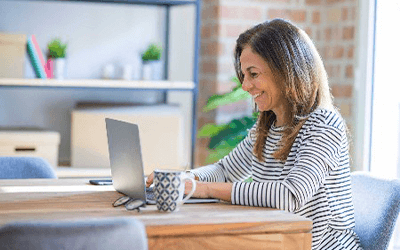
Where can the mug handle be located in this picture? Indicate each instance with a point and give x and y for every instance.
(193, 188)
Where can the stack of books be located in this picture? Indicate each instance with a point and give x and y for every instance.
(43, 68)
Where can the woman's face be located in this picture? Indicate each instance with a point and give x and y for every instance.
(260, 83)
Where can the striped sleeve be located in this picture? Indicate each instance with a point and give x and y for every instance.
(236, 166)
(316, 154)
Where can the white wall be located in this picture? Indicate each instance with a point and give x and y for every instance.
(385, 115)
(97, 34)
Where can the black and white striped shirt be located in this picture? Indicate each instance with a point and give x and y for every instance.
(313, 182)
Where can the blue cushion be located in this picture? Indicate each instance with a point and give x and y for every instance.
(25, 168)
(97, 234)
(376, 208)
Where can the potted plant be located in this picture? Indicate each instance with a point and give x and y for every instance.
(152, 68)
(225, 137)
(57, 53)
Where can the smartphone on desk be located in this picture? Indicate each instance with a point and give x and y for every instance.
(101, 182)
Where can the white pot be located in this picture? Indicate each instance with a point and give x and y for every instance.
(59, 69)
(152, 70)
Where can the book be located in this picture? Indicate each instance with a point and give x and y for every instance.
(35, 60)
(49, 68)
(41, 57)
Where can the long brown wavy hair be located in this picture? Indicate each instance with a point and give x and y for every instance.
(297, 67)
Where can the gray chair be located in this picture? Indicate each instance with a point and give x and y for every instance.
(25, 168)
(376, 208)
(91, 234)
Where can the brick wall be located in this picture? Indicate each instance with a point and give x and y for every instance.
(331, 24)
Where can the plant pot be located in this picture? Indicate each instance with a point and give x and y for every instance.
(152, 70)
(59, 68)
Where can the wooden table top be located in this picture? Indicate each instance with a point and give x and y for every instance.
(69, 199)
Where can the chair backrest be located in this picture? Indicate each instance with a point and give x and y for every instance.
(91, 234)
(376, 208)
(25, 168)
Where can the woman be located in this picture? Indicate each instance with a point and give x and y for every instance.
(297, 152)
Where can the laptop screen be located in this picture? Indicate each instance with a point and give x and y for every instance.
(126, 158)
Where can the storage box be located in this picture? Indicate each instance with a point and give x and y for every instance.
(30, 142)
(160, 129)
(12, 55)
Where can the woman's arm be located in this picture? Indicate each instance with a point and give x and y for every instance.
(216, 190)
(320, 153)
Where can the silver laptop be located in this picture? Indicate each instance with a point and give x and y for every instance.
(126, 162)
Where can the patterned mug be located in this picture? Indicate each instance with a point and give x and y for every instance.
(169, 187)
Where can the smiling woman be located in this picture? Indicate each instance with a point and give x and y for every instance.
(297, 152)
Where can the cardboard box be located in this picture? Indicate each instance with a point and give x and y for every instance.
(160, 129)
(12, 55)
(30, 142)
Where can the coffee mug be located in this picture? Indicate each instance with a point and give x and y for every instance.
(169, 187)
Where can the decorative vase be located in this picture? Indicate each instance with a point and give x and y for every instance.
(152, 70)
(59, 68)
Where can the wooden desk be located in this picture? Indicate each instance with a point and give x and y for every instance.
(195, 226)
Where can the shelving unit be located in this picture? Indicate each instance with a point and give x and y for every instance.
(98, 84)
(164, 85)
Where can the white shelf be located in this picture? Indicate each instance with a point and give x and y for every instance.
(95, 83)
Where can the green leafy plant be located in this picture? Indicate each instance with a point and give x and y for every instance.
(152, 53)
(57, 49)
(225, 137)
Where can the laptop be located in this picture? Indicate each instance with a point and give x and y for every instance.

************

§ **What you need to do**: Copy the records word for word, leaving no picture in the copy.

§ **Right answer**:
Where can the mug handle be located in this picture? Indicate each instance with a point and give x and y for every instance.
(193, 188)
Where can the stack of books be located in this picture? Indicate each instance with a point and give x and y for every instance.
(43, 68)
Where can the woman's face be located in this picture? Indicate each instance with a point and give x and y for every instance.
(260, 83)
Where can the striped sleeve be located in this picture? Indicate each instance with a point and give x and y for every instance.
(236, 166)
(316, 154)
Where can the white wall be located in this picture? Indicate each instance with a point and give x and y for every instance.
(385, 115)
(97, 34)
Where can the black and white striped shirt be located in this picture? Indicate each instance with a point and give x and y for every instance.
(313, 182)
Where can the blue cushion be located in this picture? Indicate each instance with a point and give x and y for every instance.
(25, 168)
(97, 234)
(376, 208)
Where can the potted plant be located in this picture? Indicate each instance with a point and give x and y for every instance.
(152, 68)
(225, 137)
(57, 53)
Where can the smartphone on desk be located in this picture? Indicate each instance with a point and give x and y for every instance.
(101, 182)
Where can the white pot be located in this picture? Indicate each instance with a point and give x and y for every instance.
(59, 69)
(152, 70)
Where can the book be located in this picture? Indicate each instance with a point and give x and y for every instance.
(35, 60)
(49, 68)
(41, 57)
Where can the long brown wavy hair be located in this picture? Indicate each instance with a point and give x and y for every instance.
(297, 67)
Where can the gray chair be located in this picture? Indicate each instance with a point and give x and y for every instance.
(25, 168)
(376, 208)
(91, 234)
Where can the brick wall be located in this picture? Indicate each instance with a point and give x and y for every instance.
(331, 24)
Where can the plant pot be located in this picture? Indicate each instance with a point and give x and y for every instance.
(152, 70)
(59, 68)
Where can the wooden table top be located in this picture? Indicate each instance with a point and give x and y for every instance.
(69, 199)
Where can the chair backrest be located in this picture? Indicate each instance with a point and give x and y for every instance.
(91, 234)
(376, 208)
(25, 168)
Where can the woman be located in this picture? Indicate each instance with a point and give x and y for every instance.
(297, 152)
Where can the laptop screen be located in this picture? Indicate each instance with a point and give x and y for every instance.
(126, 158)
Where can the storage box be located in this picture? Indicate each instance with a point and give x and y for every instance.
(30, 142)
(160, 129)
(12, 55)
Where can the woman's arm be located in this picture? Indicate each instance with a point and give x and y for every instance.
(216, 190)
(320, 153)
Where can the silver laptop be located in this picture? Indicate each instance with a point and give x and y for every instance.
(126, 162)
Where can the patterned mug be located in this picture? Indicate each instance with a point and give x and y for every instance.
(169, 187)
Where can the smiling woman be located in this picture? Indicate each instance with a point and give x and y for every instance.
(297, 152)
Where can the cardboard box be located in this picture? Indicate each instance with a point and give x and y for every instance.
(160, 129)
(12, 55)
(30, 142)
Where can the coffee mug be located in this picture? Indicate each instance with a point and give x and y for every instance.
(169, 187)
Where can the decorative vase be located in this picture? Indicate each instance with a point and give x and y for every instance.
(152, 70)
(59, 68)
Where can the wooden desk be located in this picture? Indicate each instance with a point and give x and y for every instance.
(195, 226)
Where can the shelving unit be located in this picture? Indicate each instance with a point and give x and y for every instance.
(98, 84)
(164, 85)
Where can the white shelf be located in this picture? Indicate each instance with a point and give x and y for every instance.
(95, 83)
Where can the green leafy plant be located in this picture? Indicate each instance with a point and give x and y for every instance.
(152, 53)
(57, 49)
(225, 137)
Where can the laptop be located in this picture? Indicate each instance with a point and give x and y for every instance.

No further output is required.